WORK TO COMPLETE = Write out each line of the records that has "adidas" in it.

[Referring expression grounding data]
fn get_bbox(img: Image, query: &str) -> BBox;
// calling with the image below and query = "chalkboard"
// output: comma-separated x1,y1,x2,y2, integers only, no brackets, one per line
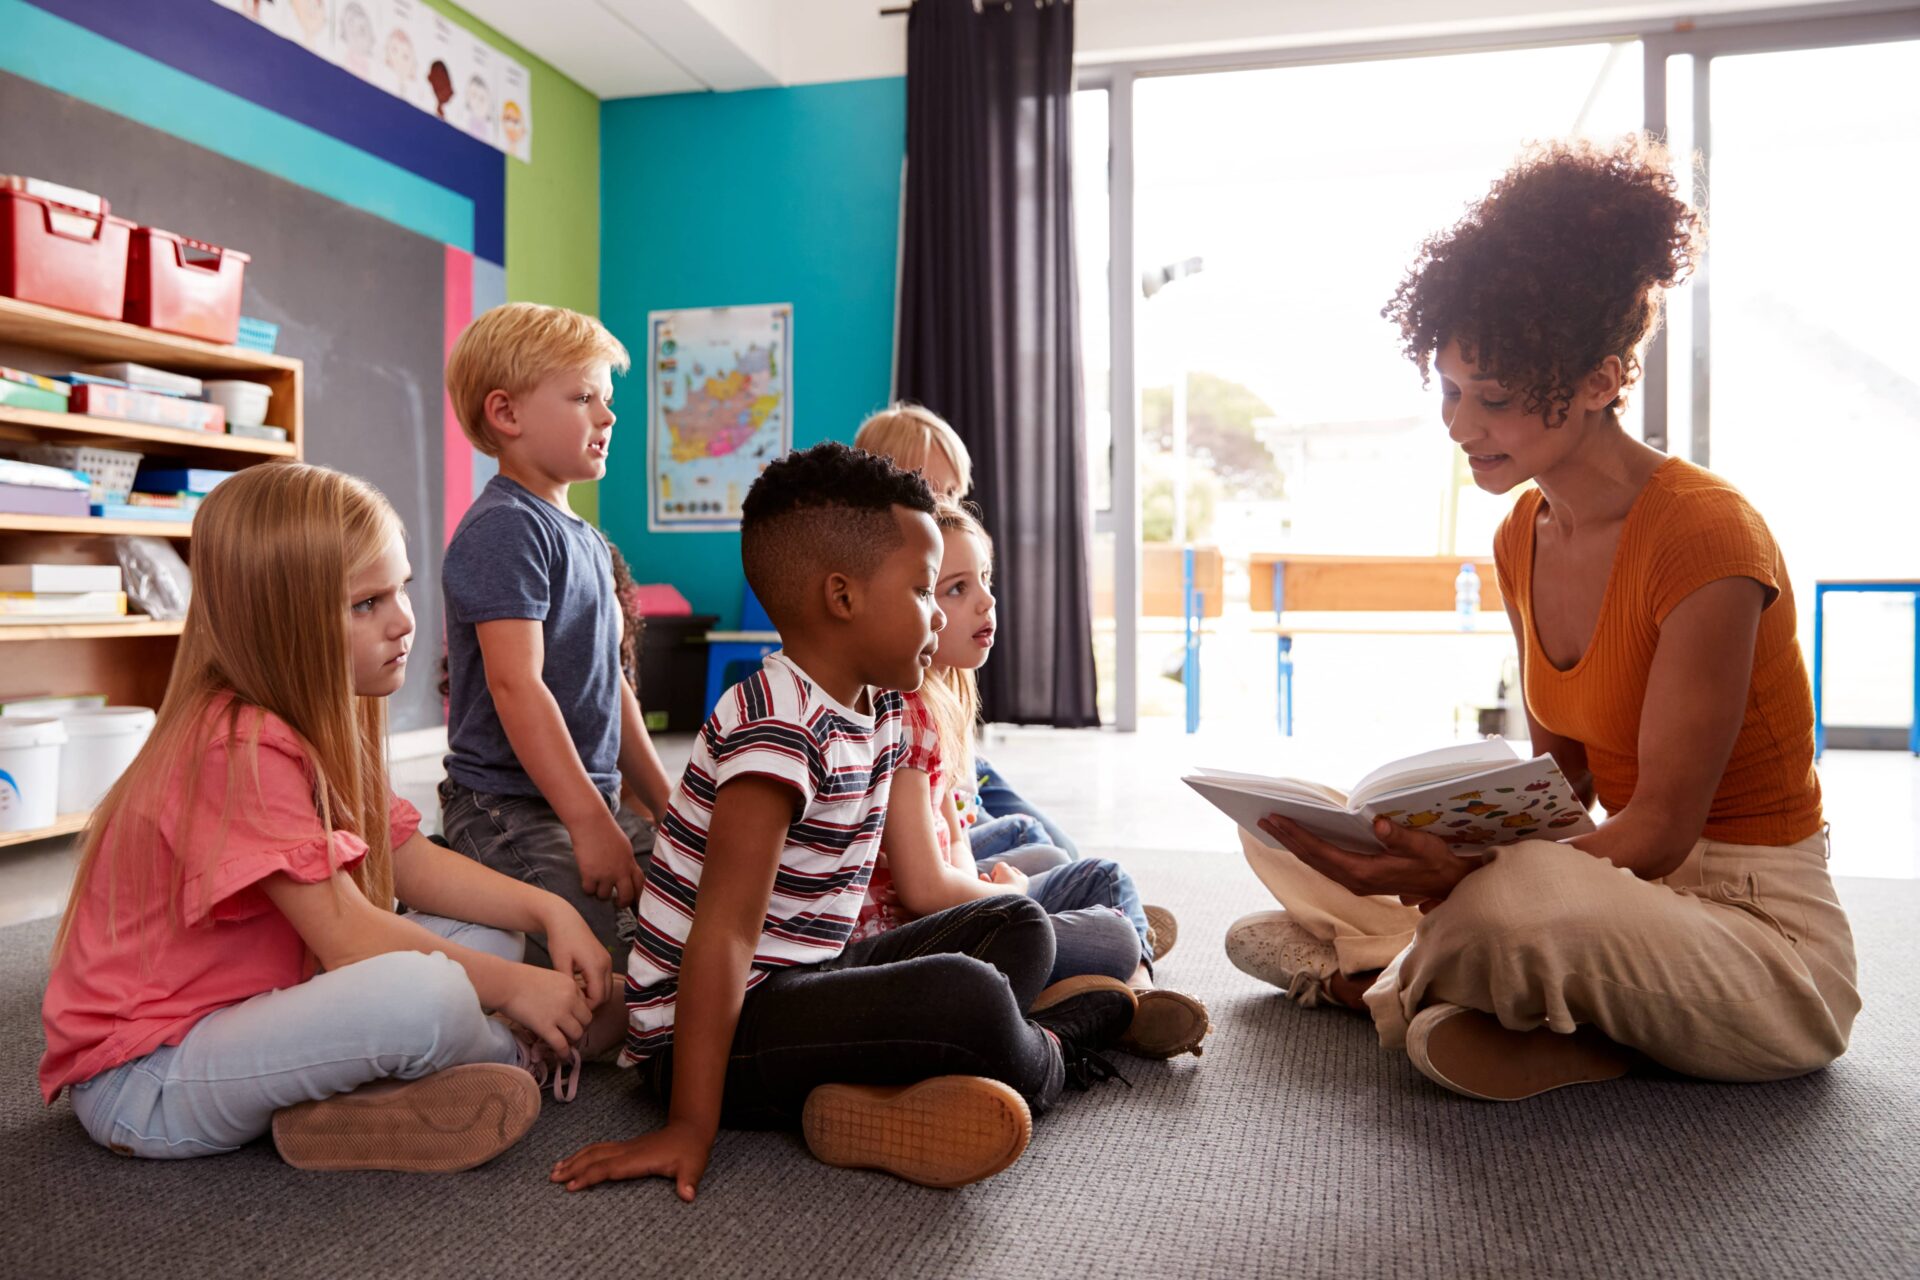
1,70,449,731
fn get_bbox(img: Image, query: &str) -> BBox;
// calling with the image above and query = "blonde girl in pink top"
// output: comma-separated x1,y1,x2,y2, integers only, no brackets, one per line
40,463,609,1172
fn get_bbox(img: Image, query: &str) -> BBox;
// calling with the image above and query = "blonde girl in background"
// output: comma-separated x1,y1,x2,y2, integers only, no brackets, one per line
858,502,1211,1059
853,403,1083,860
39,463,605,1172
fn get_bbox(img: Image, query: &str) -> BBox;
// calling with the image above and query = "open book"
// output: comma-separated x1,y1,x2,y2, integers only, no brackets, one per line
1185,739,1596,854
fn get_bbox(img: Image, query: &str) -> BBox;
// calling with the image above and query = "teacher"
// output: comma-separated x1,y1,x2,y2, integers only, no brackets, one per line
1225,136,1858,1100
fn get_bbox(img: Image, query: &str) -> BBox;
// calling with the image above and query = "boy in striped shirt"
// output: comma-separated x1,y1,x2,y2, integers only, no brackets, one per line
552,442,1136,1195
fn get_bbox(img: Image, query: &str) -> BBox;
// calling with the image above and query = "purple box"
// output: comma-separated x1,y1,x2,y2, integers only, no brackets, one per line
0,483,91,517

...

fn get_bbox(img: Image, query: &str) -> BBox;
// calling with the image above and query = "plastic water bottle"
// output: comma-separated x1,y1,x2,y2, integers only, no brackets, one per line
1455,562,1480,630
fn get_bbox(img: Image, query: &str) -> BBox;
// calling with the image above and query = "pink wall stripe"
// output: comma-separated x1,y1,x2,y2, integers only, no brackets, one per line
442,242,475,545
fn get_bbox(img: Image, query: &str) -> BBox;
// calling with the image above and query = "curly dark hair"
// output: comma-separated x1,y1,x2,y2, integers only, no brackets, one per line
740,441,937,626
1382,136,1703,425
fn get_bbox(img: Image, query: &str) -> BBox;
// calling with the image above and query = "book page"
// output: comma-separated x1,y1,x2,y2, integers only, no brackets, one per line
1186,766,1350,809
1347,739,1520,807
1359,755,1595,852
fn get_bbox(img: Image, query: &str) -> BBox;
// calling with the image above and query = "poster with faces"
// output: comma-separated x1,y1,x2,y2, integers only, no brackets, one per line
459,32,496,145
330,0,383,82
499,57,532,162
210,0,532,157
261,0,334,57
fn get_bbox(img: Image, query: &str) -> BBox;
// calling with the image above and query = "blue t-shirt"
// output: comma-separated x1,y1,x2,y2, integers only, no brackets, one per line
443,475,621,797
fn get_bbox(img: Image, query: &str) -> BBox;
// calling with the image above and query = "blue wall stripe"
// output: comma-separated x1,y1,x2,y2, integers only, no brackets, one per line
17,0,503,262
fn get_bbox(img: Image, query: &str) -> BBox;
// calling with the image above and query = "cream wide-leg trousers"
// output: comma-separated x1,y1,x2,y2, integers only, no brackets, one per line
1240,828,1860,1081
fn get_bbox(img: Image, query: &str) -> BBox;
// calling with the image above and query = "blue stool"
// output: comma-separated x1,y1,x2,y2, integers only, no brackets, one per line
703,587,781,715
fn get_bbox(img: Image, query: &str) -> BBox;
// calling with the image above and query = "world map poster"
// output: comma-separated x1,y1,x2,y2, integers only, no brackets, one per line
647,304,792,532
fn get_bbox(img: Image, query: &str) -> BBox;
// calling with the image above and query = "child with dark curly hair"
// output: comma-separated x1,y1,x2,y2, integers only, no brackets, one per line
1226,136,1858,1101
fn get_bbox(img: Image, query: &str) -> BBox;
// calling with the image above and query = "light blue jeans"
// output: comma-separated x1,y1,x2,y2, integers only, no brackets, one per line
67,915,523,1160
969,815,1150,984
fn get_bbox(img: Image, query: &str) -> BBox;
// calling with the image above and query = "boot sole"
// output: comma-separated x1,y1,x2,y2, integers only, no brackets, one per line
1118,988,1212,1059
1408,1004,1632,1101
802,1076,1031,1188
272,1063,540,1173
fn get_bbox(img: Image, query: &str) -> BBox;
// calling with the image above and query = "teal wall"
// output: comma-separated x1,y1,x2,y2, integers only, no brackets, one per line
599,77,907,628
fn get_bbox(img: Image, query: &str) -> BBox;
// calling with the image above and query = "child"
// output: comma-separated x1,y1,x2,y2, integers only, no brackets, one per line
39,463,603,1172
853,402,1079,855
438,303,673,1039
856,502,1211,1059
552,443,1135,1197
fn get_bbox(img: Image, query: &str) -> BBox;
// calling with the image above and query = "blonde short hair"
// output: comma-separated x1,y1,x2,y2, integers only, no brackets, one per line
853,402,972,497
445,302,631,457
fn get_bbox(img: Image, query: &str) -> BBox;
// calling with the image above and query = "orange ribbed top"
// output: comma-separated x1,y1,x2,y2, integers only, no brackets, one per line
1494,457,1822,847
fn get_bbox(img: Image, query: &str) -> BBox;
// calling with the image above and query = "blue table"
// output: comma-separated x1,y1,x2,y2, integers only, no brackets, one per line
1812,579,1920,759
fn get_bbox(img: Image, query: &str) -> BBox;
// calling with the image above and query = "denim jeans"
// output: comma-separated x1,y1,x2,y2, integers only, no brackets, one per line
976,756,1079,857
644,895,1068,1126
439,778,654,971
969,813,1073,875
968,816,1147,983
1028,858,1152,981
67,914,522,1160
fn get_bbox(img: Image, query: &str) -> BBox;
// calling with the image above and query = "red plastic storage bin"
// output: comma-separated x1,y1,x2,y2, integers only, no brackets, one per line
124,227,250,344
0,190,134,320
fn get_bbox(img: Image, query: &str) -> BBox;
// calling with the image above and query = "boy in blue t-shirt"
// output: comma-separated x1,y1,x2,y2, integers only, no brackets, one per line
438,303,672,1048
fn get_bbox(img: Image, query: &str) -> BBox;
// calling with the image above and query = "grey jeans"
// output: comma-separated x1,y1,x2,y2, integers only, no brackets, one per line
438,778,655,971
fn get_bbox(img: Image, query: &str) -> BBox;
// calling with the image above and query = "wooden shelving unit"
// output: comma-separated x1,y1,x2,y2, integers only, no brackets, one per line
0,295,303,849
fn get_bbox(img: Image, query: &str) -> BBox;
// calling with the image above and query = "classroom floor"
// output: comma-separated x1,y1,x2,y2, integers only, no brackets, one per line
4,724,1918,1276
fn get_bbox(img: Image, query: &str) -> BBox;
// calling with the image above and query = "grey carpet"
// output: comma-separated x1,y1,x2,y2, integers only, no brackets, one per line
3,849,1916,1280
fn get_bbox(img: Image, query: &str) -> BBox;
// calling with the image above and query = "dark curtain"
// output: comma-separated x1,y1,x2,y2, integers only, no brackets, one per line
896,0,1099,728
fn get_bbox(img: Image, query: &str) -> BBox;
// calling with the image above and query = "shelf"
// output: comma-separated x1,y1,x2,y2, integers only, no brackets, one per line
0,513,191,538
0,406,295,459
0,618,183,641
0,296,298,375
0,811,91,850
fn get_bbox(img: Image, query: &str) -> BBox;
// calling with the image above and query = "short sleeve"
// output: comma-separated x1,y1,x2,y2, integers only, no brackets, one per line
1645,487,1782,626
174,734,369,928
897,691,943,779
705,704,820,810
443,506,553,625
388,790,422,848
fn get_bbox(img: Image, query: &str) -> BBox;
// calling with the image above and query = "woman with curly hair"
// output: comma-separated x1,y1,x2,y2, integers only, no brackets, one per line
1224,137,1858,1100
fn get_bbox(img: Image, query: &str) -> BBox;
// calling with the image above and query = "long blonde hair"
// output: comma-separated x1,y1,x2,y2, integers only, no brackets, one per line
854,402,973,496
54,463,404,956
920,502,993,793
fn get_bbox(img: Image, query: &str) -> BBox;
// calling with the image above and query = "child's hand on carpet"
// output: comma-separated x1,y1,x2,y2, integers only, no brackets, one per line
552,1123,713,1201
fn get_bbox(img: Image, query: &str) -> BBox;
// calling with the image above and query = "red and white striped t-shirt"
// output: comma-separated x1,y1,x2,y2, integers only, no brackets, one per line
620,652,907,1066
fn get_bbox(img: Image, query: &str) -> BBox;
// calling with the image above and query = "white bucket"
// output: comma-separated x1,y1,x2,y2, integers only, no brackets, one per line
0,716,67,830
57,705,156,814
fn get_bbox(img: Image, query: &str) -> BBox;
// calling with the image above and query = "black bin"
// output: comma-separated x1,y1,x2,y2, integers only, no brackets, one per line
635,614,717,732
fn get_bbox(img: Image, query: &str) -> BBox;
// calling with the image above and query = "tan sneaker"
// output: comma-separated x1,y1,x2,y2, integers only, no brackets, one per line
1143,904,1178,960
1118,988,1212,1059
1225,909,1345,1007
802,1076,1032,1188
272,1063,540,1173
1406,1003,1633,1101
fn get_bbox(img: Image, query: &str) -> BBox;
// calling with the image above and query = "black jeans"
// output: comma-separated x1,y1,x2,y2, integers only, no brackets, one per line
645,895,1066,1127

---

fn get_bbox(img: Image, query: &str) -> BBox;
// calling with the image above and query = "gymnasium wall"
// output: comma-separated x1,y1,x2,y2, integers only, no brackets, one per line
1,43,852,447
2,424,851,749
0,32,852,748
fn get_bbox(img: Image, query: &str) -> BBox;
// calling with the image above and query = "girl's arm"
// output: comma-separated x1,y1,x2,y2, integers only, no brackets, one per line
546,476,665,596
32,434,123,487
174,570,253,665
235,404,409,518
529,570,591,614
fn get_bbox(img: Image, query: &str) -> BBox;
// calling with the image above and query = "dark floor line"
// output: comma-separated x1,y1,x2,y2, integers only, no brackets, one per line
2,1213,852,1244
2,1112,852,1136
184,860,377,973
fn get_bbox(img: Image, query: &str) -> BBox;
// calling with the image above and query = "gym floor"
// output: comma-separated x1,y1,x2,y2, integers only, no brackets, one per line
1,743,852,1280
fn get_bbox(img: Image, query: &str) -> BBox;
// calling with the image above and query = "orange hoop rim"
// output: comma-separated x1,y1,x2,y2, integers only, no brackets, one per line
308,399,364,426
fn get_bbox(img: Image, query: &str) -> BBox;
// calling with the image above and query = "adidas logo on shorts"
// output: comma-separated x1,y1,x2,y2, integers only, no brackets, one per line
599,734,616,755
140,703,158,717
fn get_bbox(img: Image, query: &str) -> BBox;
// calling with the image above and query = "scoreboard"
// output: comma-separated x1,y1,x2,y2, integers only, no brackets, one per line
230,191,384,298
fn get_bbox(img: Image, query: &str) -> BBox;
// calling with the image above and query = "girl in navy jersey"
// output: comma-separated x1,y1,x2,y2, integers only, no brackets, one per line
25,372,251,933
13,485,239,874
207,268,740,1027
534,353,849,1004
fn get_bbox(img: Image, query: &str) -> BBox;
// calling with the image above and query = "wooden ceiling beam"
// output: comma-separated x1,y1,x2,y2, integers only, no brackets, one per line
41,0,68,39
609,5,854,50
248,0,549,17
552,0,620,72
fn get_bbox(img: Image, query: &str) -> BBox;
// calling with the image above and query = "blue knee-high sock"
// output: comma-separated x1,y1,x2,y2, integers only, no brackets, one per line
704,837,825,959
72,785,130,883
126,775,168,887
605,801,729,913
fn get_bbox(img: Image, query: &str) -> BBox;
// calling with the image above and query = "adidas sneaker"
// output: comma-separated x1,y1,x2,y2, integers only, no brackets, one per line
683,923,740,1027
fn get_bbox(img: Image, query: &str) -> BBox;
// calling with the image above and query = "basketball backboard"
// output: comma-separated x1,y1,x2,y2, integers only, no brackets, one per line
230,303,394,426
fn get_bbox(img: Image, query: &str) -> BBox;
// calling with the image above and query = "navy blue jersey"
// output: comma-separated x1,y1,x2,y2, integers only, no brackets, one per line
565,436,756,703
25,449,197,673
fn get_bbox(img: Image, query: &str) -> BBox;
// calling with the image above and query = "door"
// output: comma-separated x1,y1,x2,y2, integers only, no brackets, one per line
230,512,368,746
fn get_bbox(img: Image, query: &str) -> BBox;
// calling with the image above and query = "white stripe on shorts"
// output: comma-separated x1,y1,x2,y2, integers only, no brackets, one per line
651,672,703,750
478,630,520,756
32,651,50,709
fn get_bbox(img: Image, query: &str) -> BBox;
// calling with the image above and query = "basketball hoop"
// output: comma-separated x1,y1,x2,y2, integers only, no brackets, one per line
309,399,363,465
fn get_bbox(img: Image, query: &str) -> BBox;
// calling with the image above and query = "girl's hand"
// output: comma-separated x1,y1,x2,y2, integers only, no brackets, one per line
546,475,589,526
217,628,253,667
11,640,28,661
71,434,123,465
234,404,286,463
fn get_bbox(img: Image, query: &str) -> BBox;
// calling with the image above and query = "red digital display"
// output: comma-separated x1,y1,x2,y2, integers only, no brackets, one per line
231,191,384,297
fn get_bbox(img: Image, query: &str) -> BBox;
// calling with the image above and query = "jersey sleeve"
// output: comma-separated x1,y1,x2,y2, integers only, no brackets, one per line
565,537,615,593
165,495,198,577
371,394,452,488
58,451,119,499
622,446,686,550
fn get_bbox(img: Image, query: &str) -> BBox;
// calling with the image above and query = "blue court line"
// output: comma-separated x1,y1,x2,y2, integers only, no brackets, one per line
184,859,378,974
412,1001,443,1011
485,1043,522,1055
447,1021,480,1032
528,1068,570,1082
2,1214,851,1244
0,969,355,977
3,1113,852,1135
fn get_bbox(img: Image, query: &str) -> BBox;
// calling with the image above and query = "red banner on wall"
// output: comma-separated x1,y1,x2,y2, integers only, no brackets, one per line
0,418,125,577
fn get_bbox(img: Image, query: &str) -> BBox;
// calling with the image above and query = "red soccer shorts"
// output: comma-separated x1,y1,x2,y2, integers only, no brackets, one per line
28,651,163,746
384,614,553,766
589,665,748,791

PROBLEM SOLUTION =
// calling with the image above and query = "adidas logo on shorts"
// calling with the image above and query = "adidas sneaker"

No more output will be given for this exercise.